■ Given text ■
--- START ---

This manuscript is a health economic analysis plan following the International Society for Pharmacoeconomics and Outcomes Research (ISPOR) Good Research Practices Task Force Report recommendations  and the Consolidated Health Economic Evaluation Reporting Standards (CHEERS)  checklist.
A trial-based economic evaluation will be conducted (piggyback approach), including three cost-effectiveness analyses (CEA) - different health effects- and a cost-utility analysis (CUA). The clinical trial investigating the diagnostic strategy for restorations assessment is the third diagnostic study conducted by the CARDEC collaborative group at the School of Dentistry of the University of São Paulo (São Paulo, Brazil). The CARDEC-03 trial is a two-arm, parallel-group, patient-randomized controlled trial aiming to assess which of the two diagnostic strategies (based on FDI criteria or CARS) leads to less new interventions in restored primary teeth during two years of follow-up. Further details regarding the trial have been published in the study protocol .
The strategy based on the FDI criteria will be acknowledged as the reference strategy for assessing the restorations. However, recognize there is no robust evidence supporting this assumption. Despite this, a reference strategy for economic evaluation must be assumed. Considering that the CARS strategy is associated with a less interventionist approach, we will consider it as the new strategy. Moreover, FDI criteria were first proposed and appointed by experts as the standard criteria for restorations' assessment [16, 17].

--- END ---

■ Activity list ■
A) Answer these questions about the health economic analysis plan:
(i) Which reporting standards checklist does the manuscript follow?
(ii) How long is the follow-up period in the CARDEC-03 trial?
(iii) Which strategy will serve as the reference strategy for assessing the restorations?
B) Pick up the health economic analysis plan after its last sentence and write the paragraph that follows.

Point localization data:
--- START ---

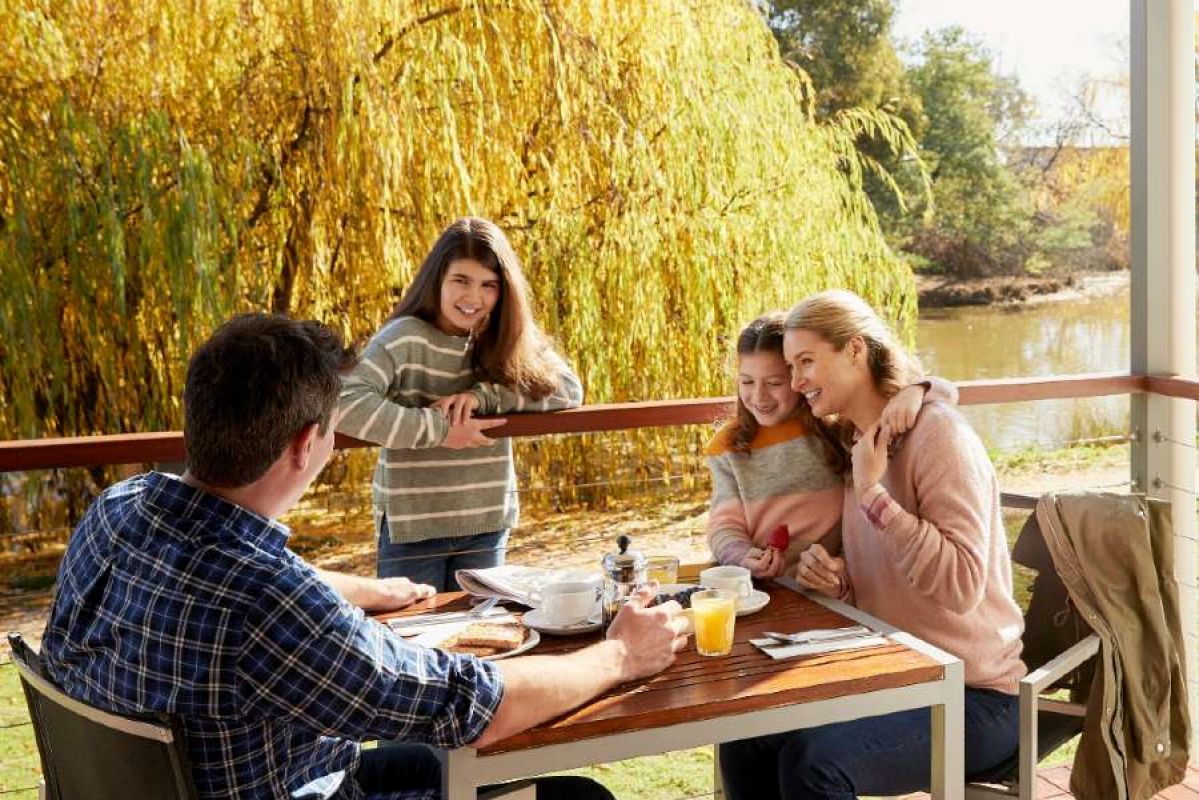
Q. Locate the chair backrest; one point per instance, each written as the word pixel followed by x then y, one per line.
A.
pixel 88 753
pixel 1052 626
pixel 1052 623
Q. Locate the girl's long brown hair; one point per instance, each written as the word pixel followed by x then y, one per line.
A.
pixel 765 335
pixel 510 348
pixel 837 317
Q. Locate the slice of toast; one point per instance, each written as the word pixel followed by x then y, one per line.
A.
pixel 495 637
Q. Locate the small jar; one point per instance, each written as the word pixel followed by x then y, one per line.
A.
pixel 624 573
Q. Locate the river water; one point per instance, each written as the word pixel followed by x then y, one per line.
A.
pixel 1089 334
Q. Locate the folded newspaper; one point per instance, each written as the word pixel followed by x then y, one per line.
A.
pixel 516 583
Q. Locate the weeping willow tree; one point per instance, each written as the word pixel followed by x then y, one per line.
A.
pixel 166 164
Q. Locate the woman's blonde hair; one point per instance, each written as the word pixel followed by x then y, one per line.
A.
pixel 510 348
pixel 837 317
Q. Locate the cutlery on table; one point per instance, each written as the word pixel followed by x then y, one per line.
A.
pixel 421 620
pixel 817 637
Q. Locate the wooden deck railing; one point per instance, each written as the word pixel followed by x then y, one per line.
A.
pixel 145 447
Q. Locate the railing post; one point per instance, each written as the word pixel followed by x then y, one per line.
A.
pixel 1163 282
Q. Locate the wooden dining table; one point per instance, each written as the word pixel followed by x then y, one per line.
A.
pixel 711 699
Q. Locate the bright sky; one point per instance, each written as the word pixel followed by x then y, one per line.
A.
pixel 1048 44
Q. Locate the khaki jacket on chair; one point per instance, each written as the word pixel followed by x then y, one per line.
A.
pixel 1115 554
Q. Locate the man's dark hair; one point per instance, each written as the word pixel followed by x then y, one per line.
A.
pixel 252 388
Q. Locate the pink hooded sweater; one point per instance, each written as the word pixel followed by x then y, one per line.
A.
pixel 926 549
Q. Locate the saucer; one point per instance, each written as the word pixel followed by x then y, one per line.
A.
pixel 753 603
pixel 536 620
pixel 531 639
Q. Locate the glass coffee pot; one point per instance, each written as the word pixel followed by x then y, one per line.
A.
pixel 624 573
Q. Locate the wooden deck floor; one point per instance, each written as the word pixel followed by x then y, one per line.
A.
pixel 1053 783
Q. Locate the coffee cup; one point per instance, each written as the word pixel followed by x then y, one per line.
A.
pixel 566 602
pixel 736 579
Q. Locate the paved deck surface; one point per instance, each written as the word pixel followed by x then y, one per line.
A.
pixel 1054 785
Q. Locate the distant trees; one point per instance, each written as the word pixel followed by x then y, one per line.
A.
pixel 960 199
pixel 978 223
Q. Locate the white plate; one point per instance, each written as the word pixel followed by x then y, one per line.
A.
pixel 753 603
pixel 531 639
pixel 535 621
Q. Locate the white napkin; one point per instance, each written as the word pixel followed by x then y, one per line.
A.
pixel 777 650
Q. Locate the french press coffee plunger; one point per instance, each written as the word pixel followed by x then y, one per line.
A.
pixel 624 572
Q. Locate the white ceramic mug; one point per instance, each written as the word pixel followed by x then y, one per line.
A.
pixel 566 602
pixel 728 577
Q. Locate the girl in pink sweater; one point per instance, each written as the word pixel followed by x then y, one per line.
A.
pixel 775 465
pixel 923 549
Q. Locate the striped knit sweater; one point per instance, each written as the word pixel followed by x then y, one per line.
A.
pixel 425 489
pixel 784 480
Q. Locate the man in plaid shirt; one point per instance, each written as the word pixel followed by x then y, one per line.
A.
pixel 179 595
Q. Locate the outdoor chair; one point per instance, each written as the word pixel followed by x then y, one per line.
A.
pixel 1059 648
pixel 92 755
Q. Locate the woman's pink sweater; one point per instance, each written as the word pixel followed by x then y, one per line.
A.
pixel 926 549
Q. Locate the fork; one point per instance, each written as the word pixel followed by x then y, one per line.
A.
pixel 835 635
pixel 405 623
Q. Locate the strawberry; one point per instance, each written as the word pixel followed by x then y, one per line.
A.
pixel 779 537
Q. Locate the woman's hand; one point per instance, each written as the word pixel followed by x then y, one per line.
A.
pixel 457 408
pixel 902 409
pixel 869 456
pixel 821 572
pixel 763 563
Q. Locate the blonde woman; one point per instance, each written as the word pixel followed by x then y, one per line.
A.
pixel 923 549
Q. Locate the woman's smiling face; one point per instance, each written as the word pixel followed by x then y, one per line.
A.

--- END ---

■ Responses to the tasks ■
A)
(i) The Consolidated Health Economic Evaluation Reporting Standards (CHEERS) checklist.
(ii) Two years.
(iii) The strategy based on the FDI criteria.

B)
Target population and Eligibility Criteria
Children's participation was voluntary. Our sample includes 3-to-10-year-old children seeking dental care at the Pediatric Dentistry clinic from our school, with at least one dental restoration in a primary tooth. The exclusion criteria were children whose parents did not consent to their participation; children who did notassent in participating in this study; and children with limited ability to co-operate even when behavior management was used .
Comparators - Interventions and Follow-up
Aiming to compare a more interventionist strategy to a supposedly less interventionist approach when assessing dental restorations and guiding clinical decision-making, children were allocated to one of the two diagnostic strategies for the assessment of restorations. To simplify, we will refer to them, from that point, as FDI and CARS strategies. A trained and calibrated examiner (BLPM) performed the assessments, and treatment decisions were based on the criteria. The FDI criteria  can be adapted depending on the purpose of the study. Therefore, since dental caries is the most common reported reason for reinterventions in primary teeth, we chose to evaluate related parameters as marginal staining and adaptation, besides the recurrence of caries. The CARS strategy will be used as originally proposed  (Table 1). Details regarding clinical criteria, sample size, randomization, allocation, blinding, and treatment of the restorations have been previously described in a clinical trial protocol .
Children will be followed for 24 months after the baseline interventions. Clinical assessments are being scheduled at 6-month intervals. In the baseline and at each follow-up visit, children are being instructed about diet and oral hygiene. The same examiner responsible for baseline evaluation will reassess the restorations at each appointment and propose a new treatment plan for each child, based on the respective randomized strategy.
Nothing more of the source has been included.